TEXTE FOURNI
━━━
Le 29 juillet 2020, Mme [N] a saisi le conseil de prud'hommes de Fort de France pour contester son licenciement et obtenir le paiement d'un rappel de salaire.
Par jugement contradictoire du 27 octobre 2021, le conseil de prud'hommes a :
condamné Mme [E] à payer à Mme [N] les sommes suivantes :
639,00 euros, pour non-respect de la procédure de licenciement,
1 278,00 euros, à titre d'indemnité de préavis,
3 727,50 euros, à titre d'indemnité de licenciement,
11 054,70 euros, à titre de salaire,
1 105,47 euros, à titre d'indemnité de congés payés,
condamné chaque partie à ses dépens,
ordonné la production du certificat de travail et de l'attestation Pôle Emploi,
rejeté toute autre demande.
Le conseil a, en effet, considéré que Mme [E] n'avait pas respecté la procédure de licenciement mais que la rupture du contrat de travail avait une cause réelle et sérieuse. Il a également estimé que l'action de Mme [N] n'était pas prescrite. Il a encore jugé que Mme [E] n'avait fourni à Mme [N] ni travail, ni rémunération entre janvier 2018 et le 11 juin 2019 et a fait droit à la demande de rappel de salaire formée par Mme [N]. Par contre, il a considéré que cette dernière ne démontrait l'existence d'aucun préjudice pour justifier la demande de dommages et intérêts au titre de la non-remise de la lettre de licenciement, du certificat de travail et de l'attestation Pôle Emploi.
━━━
DONNÉES FOURNIES
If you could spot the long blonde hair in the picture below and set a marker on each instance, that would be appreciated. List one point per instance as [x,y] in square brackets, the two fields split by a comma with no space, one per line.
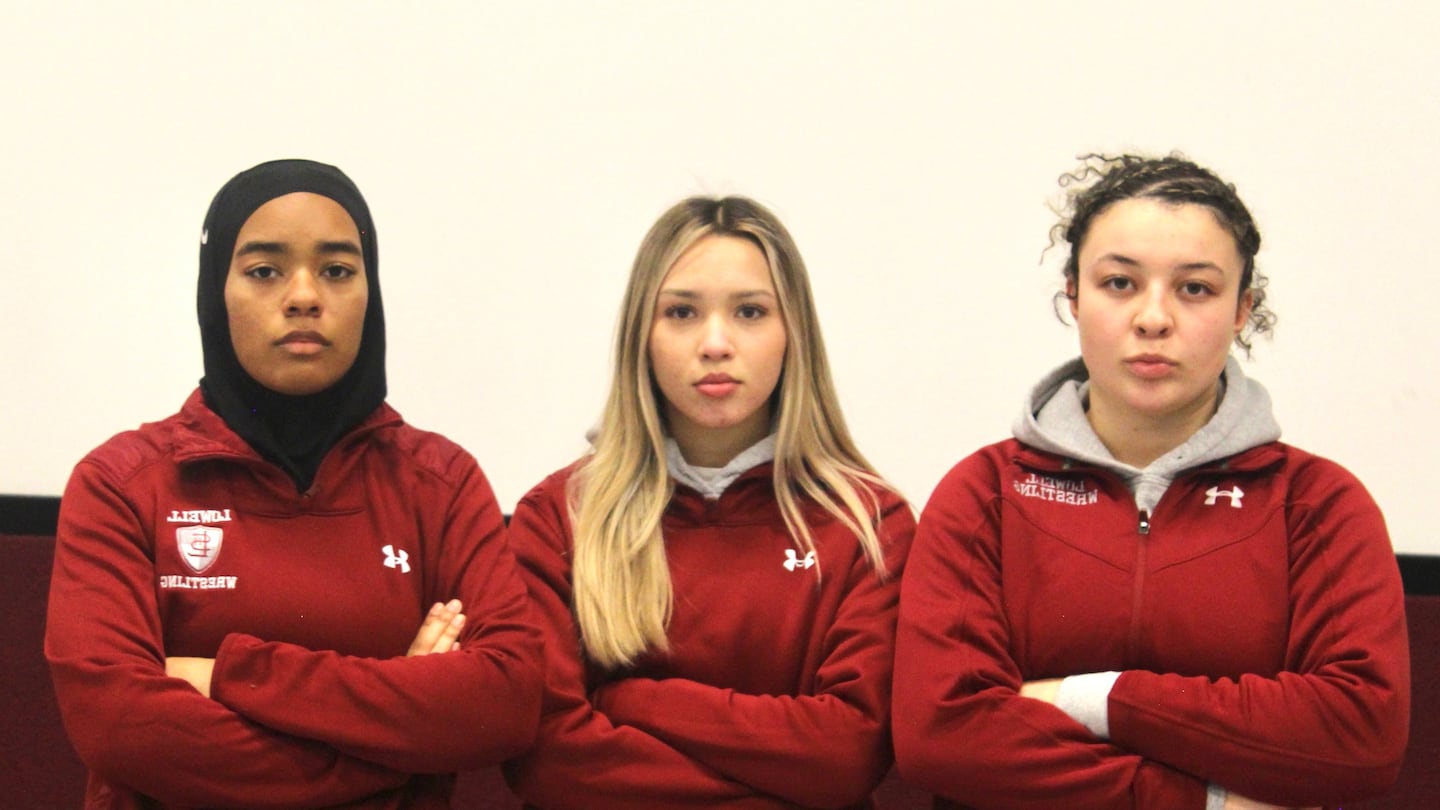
━━━
CONSIGNES
a – Répondez aux questions suivantes d'après le texte fourni, en reprenant le même repère pour chaque réponse :
(i) À quelle date Mme [N] a-t-elle saisi le conseil de prud'hommes de Fort de France ?
(ii) Quelle somme a été allouée à titre d'indemnité de licenciement ?
(iii) Sur quelle période Mme [E] n'a-t-elle fourni à Mme [N] ni travail ni rémunération, selon le conseil ?
b – Veuillez recopier, tiré du texte fourni, le passage qui commence par « Le 29 juillet » et se poursuit jusqu'à « rappel de salaire. ».

LES RÉPONSES
a –
(i) Le 29 juillet 2020.
(ii) 3 727,50 euros.
(iii) Entre janvier 2018 et le 11 juin 2019.

b –
Le 29 juillet 2020, Mme [N] a saisi le conseil de prud'hommes de Fort de France pour contester son licenciement et obtenir le paiement d'un rappel de salaire.